## Aim of the exercise
A complete, exact copy of the records below is the required result.

## Records
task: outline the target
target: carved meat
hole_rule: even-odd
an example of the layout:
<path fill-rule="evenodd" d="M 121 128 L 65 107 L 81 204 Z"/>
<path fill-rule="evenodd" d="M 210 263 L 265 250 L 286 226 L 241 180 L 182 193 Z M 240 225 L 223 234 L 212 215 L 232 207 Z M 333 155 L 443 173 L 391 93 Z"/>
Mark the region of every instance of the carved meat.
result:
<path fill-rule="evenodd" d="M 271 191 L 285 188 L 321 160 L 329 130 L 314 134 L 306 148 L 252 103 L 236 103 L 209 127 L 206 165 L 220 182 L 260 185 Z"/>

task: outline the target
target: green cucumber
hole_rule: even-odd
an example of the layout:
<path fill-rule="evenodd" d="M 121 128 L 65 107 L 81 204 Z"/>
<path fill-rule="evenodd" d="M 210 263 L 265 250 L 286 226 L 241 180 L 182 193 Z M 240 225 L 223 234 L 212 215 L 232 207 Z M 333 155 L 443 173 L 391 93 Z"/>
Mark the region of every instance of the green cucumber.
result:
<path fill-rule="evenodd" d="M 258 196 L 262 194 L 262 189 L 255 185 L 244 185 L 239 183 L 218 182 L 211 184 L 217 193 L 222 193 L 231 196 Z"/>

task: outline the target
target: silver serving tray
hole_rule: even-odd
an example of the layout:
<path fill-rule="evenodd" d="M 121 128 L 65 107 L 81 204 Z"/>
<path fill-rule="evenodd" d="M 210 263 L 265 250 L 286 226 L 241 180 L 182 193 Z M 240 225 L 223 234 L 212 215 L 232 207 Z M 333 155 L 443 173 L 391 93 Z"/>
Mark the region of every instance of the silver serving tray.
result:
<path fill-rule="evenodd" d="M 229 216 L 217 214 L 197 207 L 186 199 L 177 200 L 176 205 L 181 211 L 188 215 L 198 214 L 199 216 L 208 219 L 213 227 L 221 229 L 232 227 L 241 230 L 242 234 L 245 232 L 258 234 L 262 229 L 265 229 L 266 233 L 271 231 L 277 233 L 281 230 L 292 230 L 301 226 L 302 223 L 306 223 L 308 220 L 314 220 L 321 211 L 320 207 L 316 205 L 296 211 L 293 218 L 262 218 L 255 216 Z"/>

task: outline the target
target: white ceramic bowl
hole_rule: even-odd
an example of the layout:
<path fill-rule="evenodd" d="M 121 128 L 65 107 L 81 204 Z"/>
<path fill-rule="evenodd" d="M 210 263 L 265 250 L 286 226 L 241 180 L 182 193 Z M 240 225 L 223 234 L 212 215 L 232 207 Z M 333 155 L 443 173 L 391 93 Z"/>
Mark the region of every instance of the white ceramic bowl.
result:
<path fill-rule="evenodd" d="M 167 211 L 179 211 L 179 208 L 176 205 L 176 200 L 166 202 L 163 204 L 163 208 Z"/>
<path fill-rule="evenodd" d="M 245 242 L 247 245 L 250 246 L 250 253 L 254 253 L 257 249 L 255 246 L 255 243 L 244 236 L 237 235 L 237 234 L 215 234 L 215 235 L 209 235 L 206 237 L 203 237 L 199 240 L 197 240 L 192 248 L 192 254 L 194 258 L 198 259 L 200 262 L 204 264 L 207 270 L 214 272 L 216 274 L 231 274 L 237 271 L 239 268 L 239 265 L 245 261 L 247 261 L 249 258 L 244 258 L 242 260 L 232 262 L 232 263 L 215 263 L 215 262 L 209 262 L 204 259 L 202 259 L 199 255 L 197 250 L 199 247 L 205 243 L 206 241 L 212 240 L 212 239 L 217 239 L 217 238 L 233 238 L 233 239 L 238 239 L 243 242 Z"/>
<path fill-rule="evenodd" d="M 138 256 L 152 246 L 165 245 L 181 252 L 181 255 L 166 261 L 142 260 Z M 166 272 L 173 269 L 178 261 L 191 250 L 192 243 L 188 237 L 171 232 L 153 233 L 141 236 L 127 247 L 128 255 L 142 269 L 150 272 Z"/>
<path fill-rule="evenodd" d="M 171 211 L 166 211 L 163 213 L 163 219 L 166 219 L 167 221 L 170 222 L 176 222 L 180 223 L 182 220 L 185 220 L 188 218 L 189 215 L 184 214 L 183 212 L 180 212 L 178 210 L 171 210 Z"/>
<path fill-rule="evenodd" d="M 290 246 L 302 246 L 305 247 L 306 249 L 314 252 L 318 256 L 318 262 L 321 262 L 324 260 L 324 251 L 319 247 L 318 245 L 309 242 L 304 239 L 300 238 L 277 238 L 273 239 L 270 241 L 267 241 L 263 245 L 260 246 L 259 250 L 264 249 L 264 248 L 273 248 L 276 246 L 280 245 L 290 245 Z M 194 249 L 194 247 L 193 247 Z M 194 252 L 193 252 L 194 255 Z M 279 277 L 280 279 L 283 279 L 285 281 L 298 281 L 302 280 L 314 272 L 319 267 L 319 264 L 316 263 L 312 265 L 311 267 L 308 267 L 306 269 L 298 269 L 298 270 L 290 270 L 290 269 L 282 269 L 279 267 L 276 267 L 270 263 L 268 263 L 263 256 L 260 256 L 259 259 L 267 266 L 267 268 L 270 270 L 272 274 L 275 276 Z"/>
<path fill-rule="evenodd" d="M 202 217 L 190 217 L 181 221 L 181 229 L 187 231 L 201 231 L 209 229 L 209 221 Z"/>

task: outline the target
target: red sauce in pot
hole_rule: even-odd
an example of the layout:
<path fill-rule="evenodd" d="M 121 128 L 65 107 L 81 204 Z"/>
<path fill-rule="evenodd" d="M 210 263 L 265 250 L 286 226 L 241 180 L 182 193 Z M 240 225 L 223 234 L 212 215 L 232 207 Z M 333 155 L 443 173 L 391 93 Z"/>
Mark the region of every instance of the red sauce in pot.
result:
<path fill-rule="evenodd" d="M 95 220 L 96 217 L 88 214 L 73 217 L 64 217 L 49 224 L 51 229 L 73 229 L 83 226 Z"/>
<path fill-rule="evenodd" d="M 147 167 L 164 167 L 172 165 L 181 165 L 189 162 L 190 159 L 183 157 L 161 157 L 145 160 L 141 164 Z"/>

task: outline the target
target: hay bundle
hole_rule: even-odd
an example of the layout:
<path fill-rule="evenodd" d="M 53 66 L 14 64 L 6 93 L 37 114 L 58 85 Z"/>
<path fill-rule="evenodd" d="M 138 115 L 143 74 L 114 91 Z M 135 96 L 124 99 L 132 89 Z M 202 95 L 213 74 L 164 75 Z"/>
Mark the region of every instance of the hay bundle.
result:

## Answer to the problem
task: outline the target
target: carved meat
hole_rule: even-odd
an example of the layout:
<path fill-rule="evenodd" d="M 121 128 L 65 107 L 81 204 Z"/>
<path fill-rule="evenodd" d="M 210 263 L 265 250 L 286 226 L 241 180 L 182 193 Z M 240 225 L 223 234 L 212 215 L 232 207 Z M 333 155 L 443 173 L 391 93 Z"/>
Mark the region of every instance of the carved meat.
result:
<path fill-rule="evenodd" d="M 271 191 L 285 188 L 321 160 L 329 130 L 314 134 L 306 148 L 252 103 L 236 103 L 209 127 L 206 165 L 220 182 L 260 185 Z"/>

task: outline the target
target: green cucumber
hole_rule: even-odd
an example of the layout:
<path fill-rule="evenodd" d="M 121 128 L 65 107 L 81 204 Z"/>
<path fill-rule="evenodd" d="M 210 263 L 265 250 L 286 226 L 241 180 L 182 193 Z M 240 225 L 223 234 L 212 215 L 232 207 Z M 333 155 L 443 173 L 391 93 Z"/>
Mark the region of every instance of the green cucumber.
result:
<path fill-rule="evenodd" d="M 258 196 L 262 194 L 262 189 L 255 185 L 244 185 L 239 183 L 218 182 L 211 184 L 217 193 L 222 193 L 231 196 Z"/>

task: outline the target
target: silver serving tray
hole_rule: even-odd
an example of the layout:
<path fill-rule="evenodd" d="M 121 128 L 65 107 L 81 204 Z"/>
<path fill-rule="evenodd" d="M 210 263 L 265 250 L 286 226 L 241 180 L 182 193 Z M 240 225 L 223 234 L 212 215 L 232 207 Z M 333 155 L 443 173 L 391 93 Z"/>
Mark the region of every instance of the silver serving tray.
result:
<path fill-rule="evenodd" d="M 229 216 L 217 214 L 197 207 L 186 199 L 177 200 L 176 205 L 181 211 L 188 215 L 198 214 L 199 216 L 208 219 L 213 227 L 221 229 L 232 227 L 241 230 L 242 234 L 245 232 L 258 234 L 262 229 L 265 229 L 266 233 L 271 231 L 277 233 L 281 230 L 292 230 L 301 226 L 302 223 L 306 223 L 308 220 L 314 220 L 321 211 L 320 207 L 316 205 L 296 211 L 293 218 L 262 218 L 255 216 Z"/>

task: outline the target
target: white ceramic bowl
hole_rule: even-odd
an example of the layout:
<path fill-rule="evenodd" d="M 121 128 L 65 107 L 81 204 Z"/>
<path fill-rule="evenodd" d="M 210 263 L 265 250 L 286 226 L 241 180 L 182 193 Z M 240 225 L 223 234 L 212 215 L 232 207 Z M 333 155 L 443 173 L 391 93 Z"/>
Mark the region of every instance of the white ceramic bowl.
result:
<path fill-rule="evenodd" d="M 167 211 L 179 211 L 179 208 L 176 205 L 176 200 L 166 202 L 163 204 L 163 208 Z"/>
<path fill-rule="evenodd" d="M 245 242 L 247 245 L 250 246 L 250 253 L 254 253 L 257 249 L 255 246 L 255 243 L 244 236 L 237 235 L 237 234 L 215 234 L 215 235 L 209 235 L 206 237 L 203 237 L 199 240 L 197 240 L 192 248 L 192 254 L 194 258 L 198 259 L 200 262 L 204 264 L 207 270 L 214 272 L 216 274 L 231 274 L 237 271 L 239 268 L 239 265 L 245 261 L 247 261 L 249 258 L 244 258 L 242 260 L 232 262 L 232 263 L 215 263 L 215 262 L 209 262 L 204 259 L 202 259 L 199 255 L 197 250 L 199 247 L 205 243 L 206 241 L 212 240 L 212 239 L 217 239 L 217 238 L 233 238 L 233 239 L 238 239 L 243 242 Z"/>
<path fill-rule="evenodd" d="M 138 256 L 152 246 L 165 245 L 181 252 L 181 255 L 166 261 L 142 260 Z M 166 272 L 173 269 L 178 261 L 191 250 L 192 243 L 188 237 L 171 232 L 153 233 L 141 236 L 127 247 L 128 255 L 142 269 L 150 272 Z"/>
<path fill-rule="evenodd" d="M 171 211 L 166 211 L 163 213 L 163 219 L 166 219 L 167 221 L 170 222 L 176 222 L 180 223 L 182 220 L 185 220 L 188 218 L 189 215 L 184 214 L 183 212 L 180 212 L 178 210 L 171 210 Z"/>
<path fill-rule="evenodd" d="M 290 246 L 302 246 L 305 247 L 306 249 L 314 252 L 318 256 L 318 262 L 321 262 L 324 260 L 324 251 L 319 247 L 318 245 L 309 242 L 304 239 L 300 238 L 277 238 L 273 239 L 270 241 L 267 241 L 263 245 L 260 246 L 259 250 L 264 249 L 264 248 L 273 248 L 276 246 L 280 245 L 290 245 Z M 194 249 L 194 247 L 193 247 Z M 194 252 L 193 252 L 194 255 Z M 279 277 L 280 279 L 283 279 L 285 281 L 298 281 L 302 280 L 314 272 L 319 267 L 319 264 L 316 263 L 312 265 L 311 267 L 308 267 L 306 269 L 298 269 L 298 270 L 290 270 L 290 269 L 282 269 L 279 267 L 276 267 L 270 263 L 268 263 L 263 256 L 260 256 L 259 259 L 267 266 L 267 268 L 270 270 L 272 274 L 275 276 Z"/>
<path fill-rule="evenodd" d="M 202 217 L 190 217 L 181 221 L 181 229 L 187 231 L 201 231 L 209 229 L 209 221 Z"/>

task: outline the target
target: red sauce in pot
hole_rule: even-odd
an example of the layout:
<path fill-rule="evenodd" d="M 121 128 L 65 107 L 81 204 Z"/>
<path fill-rule="evenodd" d="M 210 263 L 265 250 L 286 226 L 241 180 L 182 193 Z M 240 225 L 223 234 L 212 215 L 232 207 Z M 333 155 L 443 173 L 391 93 Z"/>
Mark the region of every instance of the red sauce in pot.
result:
<path fill-rule="evenodd" d="M 95 220 L 96 217 L 88 214 L 73 217 L 64 217 L 49 224 L 51 229 L 73 229 L 83 226 Z"/>
<path fill-rule="evenodd" d="M 147 167 L 164 167 L 172 165 L 181 165 L 189 162 L 190 159 L 183 157 L 161 157 L 145 160 L 141 164 Z"/>

task: outline the target
target: hay bundle
hole_rule: even-odd
an example of the layout:
<path fill-rule="evenodd" d="M 53 66 L 14 64 L 6 93 L 37 114 L 58 85 Z"/>
<path fill-rule="evenodd" d="M 138 115 L 143 74 L 114 91 Z M 135 96 L 124 99 L 132 89 Z M 202 95 L 213 74 L 164 75 Z"/>
Mark the region of every instance of the hay bundle.
result:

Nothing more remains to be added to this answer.